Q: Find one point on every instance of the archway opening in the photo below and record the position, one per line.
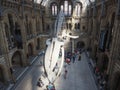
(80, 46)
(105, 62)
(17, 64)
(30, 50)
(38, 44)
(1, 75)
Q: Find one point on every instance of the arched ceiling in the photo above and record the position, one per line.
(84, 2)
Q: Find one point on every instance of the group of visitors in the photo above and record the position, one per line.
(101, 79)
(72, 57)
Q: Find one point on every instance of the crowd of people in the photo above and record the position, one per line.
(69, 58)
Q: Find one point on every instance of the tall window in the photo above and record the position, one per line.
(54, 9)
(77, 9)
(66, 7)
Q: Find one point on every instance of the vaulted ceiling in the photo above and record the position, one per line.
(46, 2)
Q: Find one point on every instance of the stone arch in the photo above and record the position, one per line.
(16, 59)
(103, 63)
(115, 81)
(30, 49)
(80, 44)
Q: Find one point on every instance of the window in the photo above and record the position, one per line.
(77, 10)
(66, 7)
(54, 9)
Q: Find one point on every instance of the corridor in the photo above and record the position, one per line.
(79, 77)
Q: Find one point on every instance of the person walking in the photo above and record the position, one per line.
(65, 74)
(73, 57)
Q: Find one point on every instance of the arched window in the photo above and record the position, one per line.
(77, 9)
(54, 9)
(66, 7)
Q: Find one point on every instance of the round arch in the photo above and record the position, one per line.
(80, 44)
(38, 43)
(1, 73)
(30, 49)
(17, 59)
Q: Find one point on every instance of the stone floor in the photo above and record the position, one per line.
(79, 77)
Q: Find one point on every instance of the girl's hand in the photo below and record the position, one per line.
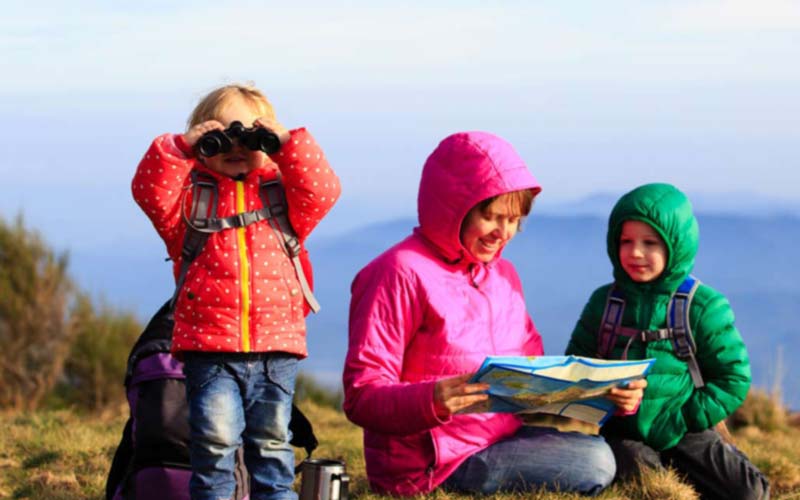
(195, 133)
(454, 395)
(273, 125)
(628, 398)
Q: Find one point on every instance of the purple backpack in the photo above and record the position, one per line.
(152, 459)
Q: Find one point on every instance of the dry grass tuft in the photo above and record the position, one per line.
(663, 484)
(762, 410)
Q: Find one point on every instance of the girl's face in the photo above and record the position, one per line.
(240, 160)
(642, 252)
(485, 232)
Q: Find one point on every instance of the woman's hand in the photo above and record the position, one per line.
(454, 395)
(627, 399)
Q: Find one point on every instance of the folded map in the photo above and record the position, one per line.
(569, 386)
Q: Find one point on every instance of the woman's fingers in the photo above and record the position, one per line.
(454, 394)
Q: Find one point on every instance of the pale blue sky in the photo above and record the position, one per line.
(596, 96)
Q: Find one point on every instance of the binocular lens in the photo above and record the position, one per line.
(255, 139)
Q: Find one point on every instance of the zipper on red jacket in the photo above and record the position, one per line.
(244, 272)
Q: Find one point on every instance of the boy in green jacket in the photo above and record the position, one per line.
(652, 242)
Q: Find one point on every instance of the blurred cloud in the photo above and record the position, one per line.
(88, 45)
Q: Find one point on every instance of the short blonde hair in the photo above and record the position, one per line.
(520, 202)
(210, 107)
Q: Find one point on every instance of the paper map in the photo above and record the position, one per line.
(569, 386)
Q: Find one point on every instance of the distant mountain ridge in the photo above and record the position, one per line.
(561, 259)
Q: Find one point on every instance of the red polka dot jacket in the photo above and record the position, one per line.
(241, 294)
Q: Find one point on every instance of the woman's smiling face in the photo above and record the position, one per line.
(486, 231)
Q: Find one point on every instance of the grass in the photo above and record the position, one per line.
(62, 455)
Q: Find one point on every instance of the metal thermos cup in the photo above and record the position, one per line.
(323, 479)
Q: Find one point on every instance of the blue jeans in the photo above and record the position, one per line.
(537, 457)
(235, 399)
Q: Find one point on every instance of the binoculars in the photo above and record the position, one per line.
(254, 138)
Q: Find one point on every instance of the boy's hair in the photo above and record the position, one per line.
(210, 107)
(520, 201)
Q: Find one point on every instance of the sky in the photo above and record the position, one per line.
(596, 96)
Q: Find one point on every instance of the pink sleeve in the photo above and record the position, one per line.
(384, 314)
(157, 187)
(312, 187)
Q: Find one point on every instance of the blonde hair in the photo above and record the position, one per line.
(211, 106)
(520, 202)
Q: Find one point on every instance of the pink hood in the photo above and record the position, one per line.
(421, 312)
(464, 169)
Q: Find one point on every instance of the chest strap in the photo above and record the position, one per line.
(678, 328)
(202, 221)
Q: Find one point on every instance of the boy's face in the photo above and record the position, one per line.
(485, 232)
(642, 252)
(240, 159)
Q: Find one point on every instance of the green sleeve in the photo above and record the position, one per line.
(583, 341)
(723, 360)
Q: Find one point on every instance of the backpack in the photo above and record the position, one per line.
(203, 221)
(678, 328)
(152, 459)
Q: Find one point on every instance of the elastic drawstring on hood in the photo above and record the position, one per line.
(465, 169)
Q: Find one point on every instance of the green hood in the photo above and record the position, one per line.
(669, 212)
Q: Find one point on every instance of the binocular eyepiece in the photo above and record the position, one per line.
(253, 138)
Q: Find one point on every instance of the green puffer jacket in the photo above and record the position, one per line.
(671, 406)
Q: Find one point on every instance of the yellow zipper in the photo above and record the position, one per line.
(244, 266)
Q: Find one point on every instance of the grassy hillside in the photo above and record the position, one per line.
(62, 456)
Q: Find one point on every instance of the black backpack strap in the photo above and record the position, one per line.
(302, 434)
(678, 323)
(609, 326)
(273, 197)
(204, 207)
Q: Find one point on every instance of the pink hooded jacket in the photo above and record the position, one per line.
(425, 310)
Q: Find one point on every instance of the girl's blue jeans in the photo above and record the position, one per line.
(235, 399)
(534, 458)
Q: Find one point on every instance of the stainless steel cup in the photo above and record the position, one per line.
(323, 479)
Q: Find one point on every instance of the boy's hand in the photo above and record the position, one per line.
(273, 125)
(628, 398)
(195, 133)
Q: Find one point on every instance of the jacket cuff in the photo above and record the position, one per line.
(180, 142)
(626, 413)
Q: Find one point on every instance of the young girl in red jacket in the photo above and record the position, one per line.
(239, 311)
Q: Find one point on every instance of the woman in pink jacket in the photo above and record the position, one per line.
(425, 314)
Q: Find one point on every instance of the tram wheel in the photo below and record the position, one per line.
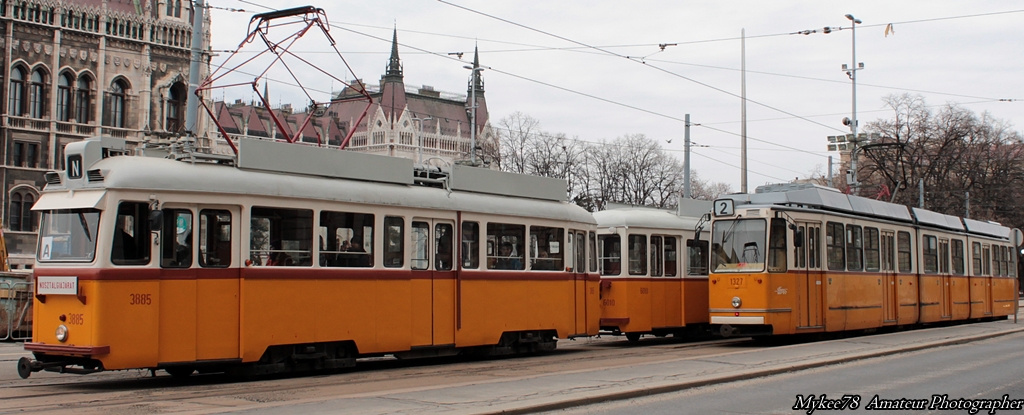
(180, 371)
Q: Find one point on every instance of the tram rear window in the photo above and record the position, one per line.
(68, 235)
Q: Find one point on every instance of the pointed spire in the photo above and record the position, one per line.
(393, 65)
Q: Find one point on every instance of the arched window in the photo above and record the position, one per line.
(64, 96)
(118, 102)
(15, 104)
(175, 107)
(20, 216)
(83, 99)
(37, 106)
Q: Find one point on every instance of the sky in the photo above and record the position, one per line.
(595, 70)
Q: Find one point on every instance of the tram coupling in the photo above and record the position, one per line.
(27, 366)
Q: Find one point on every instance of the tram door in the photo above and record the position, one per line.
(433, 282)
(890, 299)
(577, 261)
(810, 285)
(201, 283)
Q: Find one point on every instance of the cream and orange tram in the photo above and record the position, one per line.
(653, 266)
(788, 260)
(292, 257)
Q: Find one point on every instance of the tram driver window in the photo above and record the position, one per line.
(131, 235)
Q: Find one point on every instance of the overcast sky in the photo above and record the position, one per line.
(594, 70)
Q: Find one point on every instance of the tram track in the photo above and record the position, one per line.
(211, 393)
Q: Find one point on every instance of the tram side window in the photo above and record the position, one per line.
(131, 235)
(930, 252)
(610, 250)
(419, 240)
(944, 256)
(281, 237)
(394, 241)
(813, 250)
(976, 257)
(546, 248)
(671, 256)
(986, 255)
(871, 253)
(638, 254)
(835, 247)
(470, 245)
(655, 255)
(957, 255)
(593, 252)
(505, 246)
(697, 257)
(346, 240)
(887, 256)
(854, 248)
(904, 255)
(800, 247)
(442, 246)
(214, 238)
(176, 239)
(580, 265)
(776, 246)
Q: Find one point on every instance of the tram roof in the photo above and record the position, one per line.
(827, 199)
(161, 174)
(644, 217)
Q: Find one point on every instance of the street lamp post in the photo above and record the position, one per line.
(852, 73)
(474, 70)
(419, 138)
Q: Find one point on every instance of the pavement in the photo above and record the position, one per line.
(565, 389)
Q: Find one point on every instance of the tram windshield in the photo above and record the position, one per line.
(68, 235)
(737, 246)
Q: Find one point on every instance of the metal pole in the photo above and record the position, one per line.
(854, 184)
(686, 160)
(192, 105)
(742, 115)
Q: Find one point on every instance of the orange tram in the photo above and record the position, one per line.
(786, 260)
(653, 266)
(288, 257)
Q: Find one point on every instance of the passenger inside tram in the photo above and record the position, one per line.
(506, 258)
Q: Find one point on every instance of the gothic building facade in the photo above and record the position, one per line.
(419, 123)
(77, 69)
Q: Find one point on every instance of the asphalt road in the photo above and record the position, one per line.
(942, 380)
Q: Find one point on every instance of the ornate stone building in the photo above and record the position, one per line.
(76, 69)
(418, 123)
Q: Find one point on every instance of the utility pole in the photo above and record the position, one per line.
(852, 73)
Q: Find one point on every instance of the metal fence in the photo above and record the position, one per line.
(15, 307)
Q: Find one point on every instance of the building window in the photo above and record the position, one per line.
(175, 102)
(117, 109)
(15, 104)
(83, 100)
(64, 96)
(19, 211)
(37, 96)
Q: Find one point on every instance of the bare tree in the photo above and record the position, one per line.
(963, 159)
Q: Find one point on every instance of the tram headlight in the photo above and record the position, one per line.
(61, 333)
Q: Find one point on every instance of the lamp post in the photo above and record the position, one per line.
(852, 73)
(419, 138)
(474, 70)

==*==

What you should do: Please return exactly the lines that run from the line with "Q: Find one point on every instance of the tram headlight" through the end of the records above, both included, and nothing more.

Worked solution:
Q: Find one point on every instance of the tram headlight in the photo above and record the position, one per line.
(61, 333)
Q: Find one point on every instance of the lamp post in the photo above and record the position, one per line.
(852, 73)
(419, 138)
(474, 70)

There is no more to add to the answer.